Can you recast every line of the entries below as a numbered list, leaving out any blank lines?

(Object detection data)
────
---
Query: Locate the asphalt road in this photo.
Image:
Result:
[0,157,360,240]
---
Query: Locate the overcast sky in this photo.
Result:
────
| PROBLEM SOLUTION |
1. ---
2. Query: Locate the asphalt road in this photo.
3. Image:
4. Result:
5. [0,157,360,240]
6. ---
7. Query: Locate the overcast sky in this photo.
8. Result:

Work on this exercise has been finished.